Materiales del ejercicio:
========

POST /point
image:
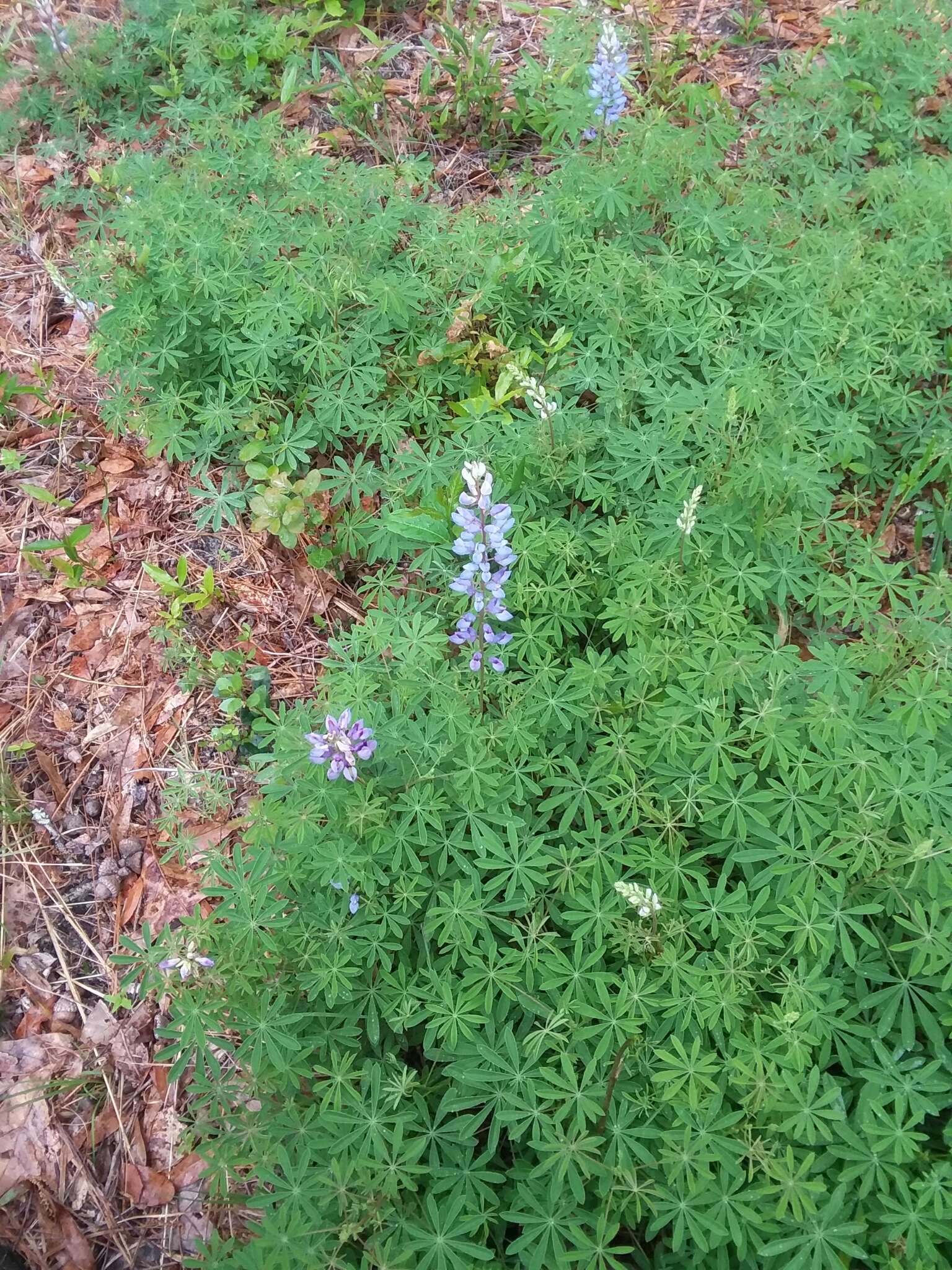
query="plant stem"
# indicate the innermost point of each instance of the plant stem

========

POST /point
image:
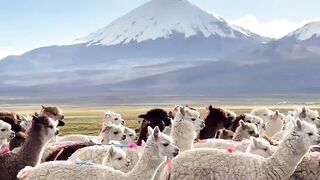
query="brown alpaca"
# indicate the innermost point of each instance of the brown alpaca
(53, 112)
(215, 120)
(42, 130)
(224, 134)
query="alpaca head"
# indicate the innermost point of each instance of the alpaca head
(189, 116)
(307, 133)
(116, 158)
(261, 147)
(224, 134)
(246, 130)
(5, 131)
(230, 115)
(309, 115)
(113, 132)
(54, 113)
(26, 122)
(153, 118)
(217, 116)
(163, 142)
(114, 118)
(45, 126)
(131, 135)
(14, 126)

========

Tu tarea: Identifica en las filas cada línea que contiene la cadena "query" y cópiala completa. Se distinguen mayúsculas y minúsculas.

Respuesta esperada:
query="plant stem"
query="brown alpaca"
query="alpaca head"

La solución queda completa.